Dataset rows showing where objects appear
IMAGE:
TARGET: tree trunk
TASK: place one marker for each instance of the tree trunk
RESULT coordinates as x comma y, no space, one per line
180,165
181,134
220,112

* Stated goal *
Copy the rows above line for line, with no changes.

* Finished answer *
IMAGE:
TARGET: tree trunk
TASK: place one marker for each instance of the tree trunk
RESULT coordinates as x comma y, no space, one per line
180,165
181,134
220,112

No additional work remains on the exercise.